» **Task to complete**: Give again, word for word, only the lines from the one containing "of the gray" through the final line.

----- Task input

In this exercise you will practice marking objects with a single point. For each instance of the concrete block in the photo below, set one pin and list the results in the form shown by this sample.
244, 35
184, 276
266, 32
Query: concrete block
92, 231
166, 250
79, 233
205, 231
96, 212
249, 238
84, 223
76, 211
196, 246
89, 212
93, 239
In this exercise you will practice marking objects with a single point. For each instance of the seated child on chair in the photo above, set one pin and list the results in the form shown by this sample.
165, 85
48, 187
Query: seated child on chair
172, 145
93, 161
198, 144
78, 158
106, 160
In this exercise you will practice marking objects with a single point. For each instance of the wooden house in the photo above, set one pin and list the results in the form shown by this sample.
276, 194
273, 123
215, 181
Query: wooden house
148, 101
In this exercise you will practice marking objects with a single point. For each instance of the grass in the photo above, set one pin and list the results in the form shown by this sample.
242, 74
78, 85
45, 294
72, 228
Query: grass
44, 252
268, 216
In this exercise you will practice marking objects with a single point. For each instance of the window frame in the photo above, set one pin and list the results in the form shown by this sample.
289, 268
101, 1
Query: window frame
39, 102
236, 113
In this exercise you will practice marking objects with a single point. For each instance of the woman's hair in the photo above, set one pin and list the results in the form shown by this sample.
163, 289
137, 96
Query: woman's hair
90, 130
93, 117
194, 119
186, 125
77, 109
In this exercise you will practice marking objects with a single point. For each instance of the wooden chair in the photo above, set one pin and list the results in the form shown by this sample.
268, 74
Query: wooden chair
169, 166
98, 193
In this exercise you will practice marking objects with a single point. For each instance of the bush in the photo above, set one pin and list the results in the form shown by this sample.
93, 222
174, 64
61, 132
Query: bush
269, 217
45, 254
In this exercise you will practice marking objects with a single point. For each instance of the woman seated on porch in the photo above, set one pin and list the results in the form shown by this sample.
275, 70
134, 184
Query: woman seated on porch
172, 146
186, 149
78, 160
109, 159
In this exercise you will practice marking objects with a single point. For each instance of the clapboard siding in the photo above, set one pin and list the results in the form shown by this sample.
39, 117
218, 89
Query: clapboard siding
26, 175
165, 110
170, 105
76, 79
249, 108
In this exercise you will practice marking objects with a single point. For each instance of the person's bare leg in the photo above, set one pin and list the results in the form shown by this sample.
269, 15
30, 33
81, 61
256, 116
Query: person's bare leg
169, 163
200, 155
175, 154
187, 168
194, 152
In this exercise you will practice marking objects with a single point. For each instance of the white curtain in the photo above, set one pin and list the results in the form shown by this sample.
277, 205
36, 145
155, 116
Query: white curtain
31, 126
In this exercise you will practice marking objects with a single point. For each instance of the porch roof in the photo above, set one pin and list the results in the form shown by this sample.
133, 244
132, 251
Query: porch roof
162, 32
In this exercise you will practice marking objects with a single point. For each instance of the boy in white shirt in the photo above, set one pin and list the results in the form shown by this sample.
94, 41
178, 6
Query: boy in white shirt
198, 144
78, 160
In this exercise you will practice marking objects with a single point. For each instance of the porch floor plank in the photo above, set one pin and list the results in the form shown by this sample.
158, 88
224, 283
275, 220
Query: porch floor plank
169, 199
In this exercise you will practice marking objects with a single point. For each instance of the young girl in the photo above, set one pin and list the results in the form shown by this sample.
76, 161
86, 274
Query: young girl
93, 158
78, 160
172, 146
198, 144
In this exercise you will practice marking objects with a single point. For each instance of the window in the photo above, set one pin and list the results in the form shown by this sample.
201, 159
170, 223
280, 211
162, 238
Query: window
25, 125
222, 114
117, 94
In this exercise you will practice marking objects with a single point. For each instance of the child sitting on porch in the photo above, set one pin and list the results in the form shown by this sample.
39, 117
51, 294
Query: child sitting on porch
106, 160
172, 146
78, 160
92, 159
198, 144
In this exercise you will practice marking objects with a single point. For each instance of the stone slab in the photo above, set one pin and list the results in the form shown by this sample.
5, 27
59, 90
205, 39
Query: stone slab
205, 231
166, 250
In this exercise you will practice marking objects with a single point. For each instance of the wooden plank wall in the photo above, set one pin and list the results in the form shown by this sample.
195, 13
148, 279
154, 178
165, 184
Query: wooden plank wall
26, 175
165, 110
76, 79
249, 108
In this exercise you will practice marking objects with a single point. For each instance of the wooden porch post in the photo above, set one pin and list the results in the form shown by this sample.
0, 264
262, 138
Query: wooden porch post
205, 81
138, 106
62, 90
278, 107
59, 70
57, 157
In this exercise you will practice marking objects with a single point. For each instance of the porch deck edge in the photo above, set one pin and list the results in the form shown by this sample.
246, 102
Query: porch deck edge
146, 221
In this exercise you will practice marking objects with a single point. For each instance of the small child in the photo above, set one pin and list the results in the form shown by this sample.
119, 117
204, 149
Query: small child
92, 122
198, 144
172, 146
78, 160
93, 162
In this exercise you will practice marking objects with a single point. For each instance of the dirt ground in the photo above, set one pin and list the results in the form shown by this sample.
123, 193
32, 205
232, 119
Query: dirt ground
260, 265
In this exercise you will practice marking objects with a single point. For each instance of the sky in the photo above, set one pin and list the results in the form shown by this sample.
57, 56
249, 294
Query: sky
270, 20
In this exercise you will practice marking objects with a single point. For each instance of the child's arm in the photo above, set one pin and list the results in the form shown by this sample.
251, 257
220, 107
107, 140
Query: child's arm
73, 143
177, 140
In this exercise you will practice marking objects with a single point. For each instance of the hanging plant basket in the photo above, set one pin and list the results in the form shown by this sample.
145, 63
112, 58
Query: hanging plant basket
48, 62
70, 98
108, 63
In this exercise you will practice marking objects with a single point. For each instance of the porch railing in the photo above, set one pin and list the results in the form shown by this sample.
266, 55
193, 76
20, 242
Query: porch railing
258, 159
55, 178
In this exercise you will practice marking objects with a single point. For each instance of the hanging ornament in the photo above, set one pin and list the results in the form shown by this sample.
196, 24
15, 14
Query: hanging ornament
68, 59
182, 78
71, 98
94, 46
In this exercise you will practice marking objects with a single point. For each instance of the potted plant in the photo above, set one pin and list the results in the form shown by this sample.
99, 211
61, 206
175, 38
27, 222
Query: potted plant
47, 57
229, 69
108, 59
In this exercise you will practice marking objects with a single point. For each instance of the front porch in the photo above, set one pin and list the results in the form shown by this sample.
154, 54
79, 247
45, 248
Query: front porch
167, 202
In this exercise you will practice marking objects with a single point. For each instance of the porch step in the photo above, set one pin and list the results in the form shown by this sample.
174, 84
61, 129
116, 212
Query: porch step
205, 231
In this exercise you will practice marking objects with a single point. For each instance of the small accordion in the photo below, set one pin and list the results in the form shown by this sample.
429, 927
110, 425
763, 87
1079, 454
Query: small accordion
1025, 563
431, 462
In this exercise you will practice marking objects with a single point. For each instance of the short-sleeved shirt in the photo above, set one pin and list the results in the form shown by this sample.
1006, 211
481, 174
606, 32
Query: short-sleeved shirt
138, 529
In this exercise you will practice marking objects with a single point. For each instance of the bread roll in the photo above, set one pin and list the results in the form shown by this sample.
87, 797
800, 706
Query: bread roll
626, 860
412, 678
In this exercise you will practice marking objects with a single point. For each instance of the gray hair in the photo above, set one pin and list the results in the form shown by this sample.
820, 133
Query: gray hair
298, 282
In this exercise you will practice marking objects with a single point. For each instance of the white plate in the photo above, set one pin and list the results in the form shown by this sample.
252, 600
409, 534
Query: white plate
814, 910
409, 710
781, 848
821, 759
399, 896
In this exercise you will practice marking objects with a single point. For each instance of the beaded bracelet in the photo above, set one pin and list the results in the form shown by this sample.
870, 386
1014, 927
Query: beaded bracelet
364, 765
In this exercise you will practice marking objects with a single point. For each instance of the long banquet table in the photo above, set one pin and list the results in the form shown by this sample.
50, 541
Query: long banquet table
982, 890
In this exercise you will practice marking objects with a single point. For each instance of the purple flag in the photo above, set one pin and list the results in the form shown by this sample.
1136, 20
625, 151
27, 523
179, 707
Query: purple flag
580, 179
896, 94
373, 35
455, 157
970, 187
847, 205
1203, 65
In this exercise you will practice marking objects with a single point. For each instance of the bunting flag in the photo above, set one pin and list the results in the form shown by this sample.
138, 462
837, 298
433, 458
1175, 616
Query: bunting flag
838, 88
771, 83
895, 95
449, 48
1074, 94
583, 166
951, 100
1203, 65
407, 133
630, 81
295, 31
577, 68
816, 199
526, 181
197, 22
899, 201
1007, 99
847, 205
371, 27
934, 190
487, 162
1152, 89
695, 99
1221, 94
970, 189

----------

» **Completed task**:
In this exercise you will practice marking objects with a single point. For each instance of the gray hair in the photo above, set one pin and list the results in the form shown by this sample.
820, 133
Query: gray hair
298, 282
In this exercise you will practice marking objects with a single point. For each instance of the white plate in the photo above, set one pin and list the results in the form shown by this sample.
252, 600
409, 534
Query: white plate
814, 910
409, 710
781, 848
821, 759
399, 896
In this exercise you will practice marking objects with a single point. For each instance of the beaded bracelet in the photo above, set one pin and list the results in the form shown by this sample.
870, 386
1014, 927
Query: beaded bracelet
364, 765
In this exercise you will practice marking objects with a single point. For each instance of the long banquet table in the photo above, set one pin and list the results in the form shown by this sample.
50, 541
Query: long banquet table
982, 890
In this exercise you will practice marking objects with a single point. For each instance of the purple flag in the photo above, set one pin and list the results in the form shown by this sample.
1136, 20
625, 151
27, 523
179, 707
Query: purple flag
580, 179
896, 94
373, 35
455, 157
970, 187
847, 205
1203, 65
In this exercise you will practice marking objects with a single point. For each instance of the bunting flag in the photo above, set one pin and list the results in the form shown by this sample.
138, 462
837, 298
433, 458
1175, 616
Query: bunting flag
838, 88
771, 83
895, 95
449, 48
1074, 94
583, 166
951, 100
1203, 65
407, 133
630, 81
295, 31
577, 68
816, 199
526, 181
197, 22
899, 201
1007, 99
847, 205
371, 27
934, 190
487, 162
1152, 89
695, 99
1221, 94
970, 189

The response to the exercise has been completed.